Aim of the task
Convert the records below into a JSON list of strings, one string per line, omitting blank lines. Begin at the line that contains "Question. The picture above shows the hill." and go through the last line of the records, both included.

(Point labeling records)
--------
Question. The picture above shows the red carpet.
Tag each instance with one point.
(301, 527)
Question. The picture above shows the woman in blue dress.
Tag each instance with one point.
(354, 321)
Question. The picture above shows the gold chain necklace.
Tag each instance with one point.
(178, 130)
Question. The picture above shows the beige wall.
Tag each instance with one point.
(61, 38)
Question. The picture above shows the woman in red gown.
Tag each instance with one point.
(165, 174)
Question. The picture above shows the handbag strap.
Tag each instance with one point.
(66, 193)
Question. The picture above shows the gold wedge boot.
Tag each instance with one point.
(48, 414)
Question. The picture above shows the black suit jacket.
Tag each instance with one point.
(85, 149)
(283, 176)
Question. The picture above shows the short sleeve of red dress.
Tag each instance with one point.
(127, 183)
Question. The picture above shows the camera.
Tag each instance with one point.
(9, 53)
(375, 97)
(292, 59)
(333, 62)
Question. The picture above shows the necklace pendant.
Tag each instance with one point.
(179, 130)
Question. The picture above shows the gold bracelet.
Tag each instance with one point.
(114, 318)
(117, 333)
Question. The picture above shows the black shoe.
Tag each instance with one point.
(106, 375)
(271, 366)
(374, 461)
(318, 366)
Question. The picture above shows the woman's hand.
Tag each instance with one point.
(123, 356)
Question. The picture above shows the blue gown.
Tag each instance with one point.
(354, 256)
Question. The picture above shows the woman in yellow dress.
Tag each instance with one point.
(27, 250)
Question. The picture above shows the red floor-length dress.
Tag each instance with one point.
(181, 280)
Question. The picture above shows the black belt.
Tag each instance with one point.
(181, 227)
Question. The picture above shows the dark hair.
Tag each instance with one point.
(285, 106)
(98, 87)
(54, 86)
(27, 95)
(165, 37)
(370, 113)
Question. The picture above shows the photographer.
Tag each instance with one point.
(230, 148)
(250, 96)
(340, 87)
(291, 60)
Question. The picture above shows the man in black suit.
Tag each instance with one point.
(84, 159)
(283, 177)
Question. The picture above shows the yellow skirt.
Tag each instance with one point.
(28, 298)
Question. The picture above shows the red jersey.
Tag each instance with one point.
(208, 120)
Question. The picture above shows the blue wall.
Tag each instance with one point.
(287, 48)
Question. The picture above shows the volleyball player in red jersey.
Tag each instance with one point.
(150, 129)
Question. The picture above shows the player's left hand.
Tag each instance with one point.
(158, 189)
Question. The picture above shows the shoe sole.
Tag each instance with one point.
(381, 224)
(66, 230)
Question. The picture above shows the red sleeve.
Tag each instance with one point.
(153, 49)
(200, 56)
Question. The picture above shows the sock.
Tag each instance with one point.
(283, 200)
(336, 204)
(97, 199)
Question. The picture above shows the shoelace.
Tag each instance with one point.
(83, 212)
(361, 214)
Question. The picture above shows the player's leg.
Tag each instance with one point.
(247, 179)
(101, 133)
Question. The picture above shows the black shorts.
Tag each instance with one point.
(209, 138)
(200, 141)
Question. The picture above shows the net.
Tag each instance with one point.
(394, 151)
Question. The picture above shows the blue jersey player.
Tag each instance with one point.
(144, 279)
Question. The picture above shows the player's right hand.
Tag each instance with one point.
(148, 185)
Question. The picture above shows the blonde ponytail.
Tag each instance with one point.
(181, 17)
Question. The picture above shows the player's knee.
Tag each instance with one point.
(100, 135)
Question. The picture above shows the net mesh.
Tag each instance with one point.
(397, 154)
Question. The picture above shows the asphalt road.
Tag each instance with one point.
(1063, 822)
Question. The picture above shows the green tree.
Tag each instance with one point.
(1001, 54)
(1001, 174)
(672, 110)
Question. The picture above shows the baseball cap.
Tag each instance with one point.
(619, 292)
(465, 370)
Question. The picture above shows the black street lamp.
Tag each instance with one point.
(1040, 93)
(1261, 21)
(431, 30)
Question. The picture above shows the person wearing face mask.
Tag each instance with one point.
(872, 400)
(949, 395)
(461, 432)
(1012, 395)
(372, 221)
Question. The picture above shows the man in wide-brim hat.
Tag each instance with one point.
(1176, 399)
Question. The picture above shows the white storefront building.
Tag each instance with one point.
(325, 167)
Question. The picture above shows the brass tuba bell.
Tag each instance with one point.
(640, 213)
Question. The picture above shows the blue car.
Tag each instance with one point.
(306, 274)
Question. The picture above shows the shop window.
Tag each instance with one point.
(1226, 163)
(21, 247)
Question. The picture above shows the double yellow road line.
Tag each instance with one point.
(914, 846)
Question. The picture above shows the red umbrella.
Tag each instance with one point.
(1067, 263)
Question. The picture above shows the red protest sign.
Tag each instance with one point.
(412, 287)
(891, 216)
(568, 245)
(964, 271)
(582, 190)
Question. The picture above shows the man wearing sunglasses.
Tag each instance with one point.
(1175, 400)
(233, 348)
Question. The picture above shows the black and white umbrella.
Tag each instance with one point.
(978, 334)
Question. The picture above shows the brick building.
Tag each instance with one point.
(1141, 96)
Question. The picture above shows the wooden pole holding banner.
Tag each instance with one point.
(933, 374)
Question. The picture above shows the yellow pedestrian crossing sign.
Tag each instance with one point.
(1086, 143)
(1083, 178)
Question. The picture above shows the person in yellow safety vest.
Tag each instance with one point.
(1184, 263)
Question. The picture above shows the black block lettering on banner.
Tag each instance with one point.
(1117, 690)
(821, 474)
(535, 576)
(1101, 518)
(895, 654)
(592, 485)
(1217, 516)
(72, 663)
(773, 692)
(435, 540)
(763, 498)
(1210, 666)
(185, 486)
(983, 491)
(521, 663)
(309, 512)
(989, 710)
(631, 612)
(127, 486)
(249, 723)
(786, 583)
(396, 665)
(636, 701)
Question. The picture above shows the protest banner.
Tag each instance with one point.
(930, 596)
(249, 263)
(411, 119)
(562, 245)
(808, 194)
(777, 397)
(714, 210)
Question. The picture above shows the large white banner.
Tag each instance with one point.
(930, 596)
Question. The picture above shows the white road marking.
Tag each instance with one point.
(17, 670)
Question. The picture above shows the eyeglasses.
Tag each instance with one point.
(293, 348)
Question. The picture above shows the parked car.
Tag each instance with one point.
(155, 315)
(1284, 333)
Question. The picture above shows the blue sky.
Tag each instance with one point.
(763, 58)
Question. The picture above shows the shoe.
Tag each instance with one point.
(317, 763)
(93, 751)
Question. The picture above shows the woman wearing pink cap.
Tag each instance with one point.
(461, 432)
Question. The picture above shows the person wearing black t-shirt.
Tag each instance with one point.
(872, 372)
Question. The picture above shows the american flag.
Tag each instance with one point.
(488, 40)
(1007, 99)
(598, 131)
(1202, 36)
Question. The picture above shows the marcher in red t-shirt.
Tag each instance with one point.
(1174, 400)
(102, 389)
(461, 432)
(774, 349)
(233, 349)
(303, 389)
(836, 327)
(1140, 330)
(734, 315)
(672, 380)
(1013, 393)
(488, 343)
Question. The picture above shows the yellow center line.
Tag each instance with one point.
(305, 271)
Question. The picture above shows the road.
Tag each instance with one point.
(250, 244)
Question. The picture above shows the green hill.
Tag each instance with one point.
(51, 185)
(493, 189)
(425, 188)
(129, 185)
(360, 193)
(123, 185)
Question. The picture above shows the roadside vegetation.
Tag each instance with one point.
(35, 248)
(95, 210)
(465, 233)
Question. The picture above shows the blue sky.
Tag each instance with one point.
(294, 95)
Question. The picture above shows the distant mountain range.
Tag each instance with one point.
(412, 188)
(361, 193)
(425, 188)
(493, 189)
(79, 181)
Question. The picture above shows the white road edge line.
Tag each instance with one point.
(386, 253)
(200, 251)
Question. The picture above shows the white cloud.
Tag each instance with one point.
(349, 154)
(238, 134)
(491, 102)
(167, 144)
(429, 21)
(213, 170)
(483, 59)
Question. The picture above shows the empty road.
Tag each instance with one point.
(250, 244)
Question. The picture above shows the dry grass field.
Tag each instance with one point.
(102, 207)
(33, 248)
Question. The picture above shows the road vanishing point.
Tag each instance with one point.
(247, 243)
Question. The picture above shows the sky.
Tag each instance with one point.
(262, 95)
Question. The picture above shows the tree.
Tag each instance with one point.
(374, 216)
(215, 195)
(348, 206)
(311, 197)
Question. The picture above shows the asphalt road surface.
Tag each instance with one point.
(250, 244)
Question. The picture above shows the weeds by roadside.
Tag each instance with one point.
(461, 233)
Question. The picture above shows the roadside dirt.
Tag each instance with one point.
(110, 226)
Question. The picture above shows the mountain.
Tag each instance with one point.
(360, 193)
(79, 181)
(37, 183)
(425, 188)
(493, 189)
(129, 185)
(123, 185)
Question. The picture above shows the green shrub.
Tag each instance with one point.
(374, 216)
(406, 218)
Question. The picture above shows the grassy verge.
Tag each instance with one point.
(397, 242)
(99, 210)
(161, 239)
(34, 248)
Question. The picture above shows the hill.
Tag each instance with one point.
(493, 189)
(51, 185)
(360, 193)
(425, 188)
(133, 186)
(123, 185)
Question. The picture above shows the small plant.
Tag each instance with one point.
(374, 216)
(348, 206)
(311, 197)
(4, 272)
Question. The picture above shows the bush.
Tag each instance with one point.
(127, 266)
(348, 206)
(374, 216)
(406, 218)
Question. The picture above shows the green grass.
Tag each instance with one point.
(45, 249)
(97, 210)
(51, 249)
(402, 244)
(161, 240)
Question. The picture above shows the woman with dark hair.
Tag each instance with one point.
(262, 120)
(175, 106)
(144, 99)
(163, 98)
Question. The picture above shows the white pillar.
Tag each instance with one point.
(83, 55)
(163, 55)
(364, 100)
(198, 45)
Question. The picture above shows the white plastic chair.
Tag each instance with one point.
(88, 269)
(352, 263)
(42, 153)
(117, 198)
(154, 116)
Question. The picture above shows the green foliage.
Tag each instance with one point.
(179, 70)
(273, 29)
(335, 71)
--------
Exercise result
[
  "Question. The picture above shows the hill.",
  "Tag each instance with one point.",
  "(493, 189)",
  "(51, 185)",
  "(360, 193)",
  "(425, 188)",
  "(133, 186)",
  "(123, 185)",
  "Question. The picture above shows the small plant.",
  "Tag each instance with one point.",
  "(374, 216)",
  "(348, 206)",
  "(311, 197)",
  "(4, 272)",
  "Question. The picture above shows the bush.",
  "Tag each instance with one point.",
  "(127, 266)",
  "(348, 206)",
  "(374, 216)",
  "(406, 218)",
  "Question. The picture above shows the green grass.",
  "Tag each instance with one point.",
  "(45, 249)",
  "(97, 210)",
  "(51, 249)",
  "(402, 244)",
  "(161, 240)",
  "Question. The picture above shows the woman with dark hair.",
  "Tag each instance with one point.",
  "(262, 120)",
  "(175, 106)",
  "(144, 99)",
  "(163, 98)",
  "Question. The picture above shows the white pillar.",
  "Tag each instance with one point.",
  "(83, 55)",
  "(163, 55)",
  "(364, 100)",
  "(198, 45)",
  "Question. The picture above shows the white plastic chair.",
  "Tag each instance with one point.",
  "(88, 269)",
  "(352, 263)",
  "(42, 153)",
  "(117, 198)",
  "(154, 116)",
  "Question. The picture above shows the green foliage.",
  "Tag each instance with one point.",
  "(179, 70)",
  "(273, 29)",
  "(335, 71)"
]